(Object detection data)
* * * * *
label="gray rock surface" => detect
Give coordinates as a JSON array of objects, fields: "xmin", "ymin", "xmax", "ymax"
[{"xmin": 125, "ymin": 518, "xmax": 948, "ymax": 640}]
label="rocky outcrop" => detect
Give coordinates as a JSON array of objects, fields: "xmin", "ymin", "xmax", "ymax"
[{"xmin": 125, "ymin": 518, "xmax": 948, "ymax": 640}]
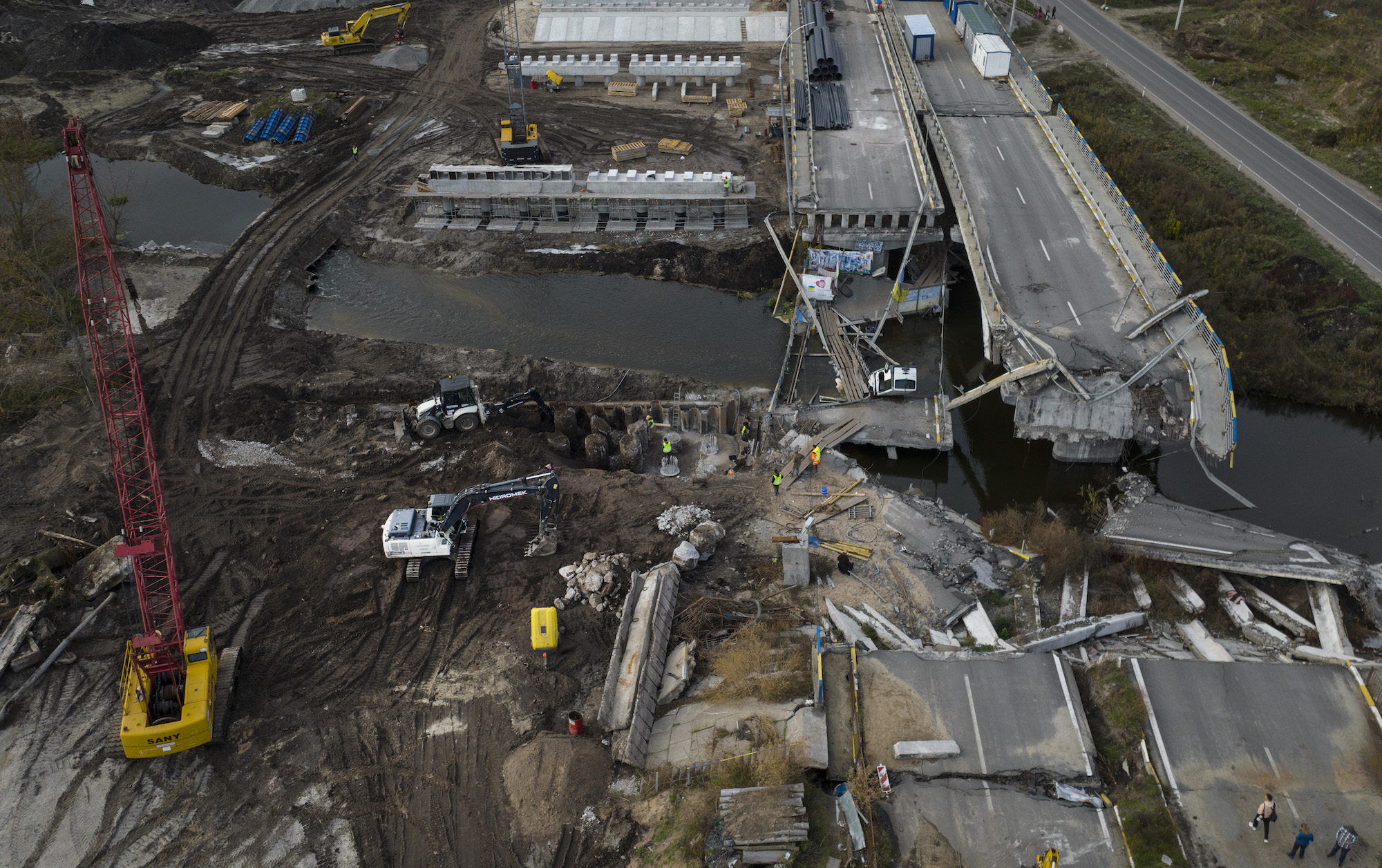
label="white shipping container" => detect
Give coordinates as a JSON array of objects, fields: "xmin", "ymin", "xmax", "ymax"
[{"xmin": 970, "ymin": 33, "xmax": 1013, "ymax": 79}]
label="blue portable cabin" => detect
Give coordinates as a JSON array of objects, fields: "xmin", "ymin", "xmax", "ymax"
[
  {"xmin": 258, "ymin": 109, "xmax": 283, "ymax": 140},
  {"xmin": 293, "ymin": 112, "xmax": 316, "ymax": 145},
  {"xmin": 902, "ymin": 15, "xmax": 936, "ymax": 61},
  {"xmin": 272, "ymin": 112, "xmax": 297, "ymax": 145}
]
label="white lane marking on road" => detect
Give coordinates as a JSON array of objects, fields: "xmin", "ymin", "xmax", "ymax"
[
  {"xmin": 965, "ymin": 673, "xmax": 994, "ymax": 813},
  {"xmin": 1056, "ymin": 0, "xmax": 1382, "ymax": 258},
  {"xmin": 1050, "ymin": 651, "xmax": 1089, "ymax": 774},
  {"xmin": 1262, "ymin": 745, "xmax": 1300, "ymax": 820},
  {"xmin": 1130, "ymin": 657, "xmax": 1180, "ymax": 804}
]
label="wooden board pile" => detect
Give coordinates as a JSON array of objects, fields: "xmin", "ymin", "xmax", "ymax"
[
  {"xmin": 182, "ymin": 101, "xmax": 250, "ymax": 123},
  {"xmin": 720, "ymin": 784, "xmax": 811, "ymax": 865},
  {"xmin": 609, "ymin": 141, "xmax": 648, "ymax": 163}
]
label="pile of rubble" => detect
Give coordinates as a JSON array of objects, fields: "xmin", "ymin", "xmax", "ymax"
[{"xmin": 551, "ymin": 551, "xmax": 629, "ymax": 612}]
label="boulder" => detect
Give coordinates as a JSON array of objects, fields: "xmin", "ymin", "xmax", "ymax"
[
  {"xmin": 68, "ymin": 536, "xmax": 134, "ymax": 600},
  {"xmin": 672, "ymin": 540, "xmax": 701, "ymax": 569}
]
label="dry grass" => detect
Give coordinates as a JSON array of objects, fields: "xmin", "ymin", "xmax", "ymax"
[
  {"xmin": 705, "ymin": 623, "xmax": 810, "ymax": 702},
  {"xmin": 978, "ymin": 500, "xmax": 1107, "ymax": 576}
]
* * * * *
§ Written exercise:
Which lines in the items above contain the string "pile"? Show each of them in full, treating uppercase and lowercase letters as distinct.

§ Solution for this problem:
label="wooden board pile" => detect
label="pile of rubble" => detect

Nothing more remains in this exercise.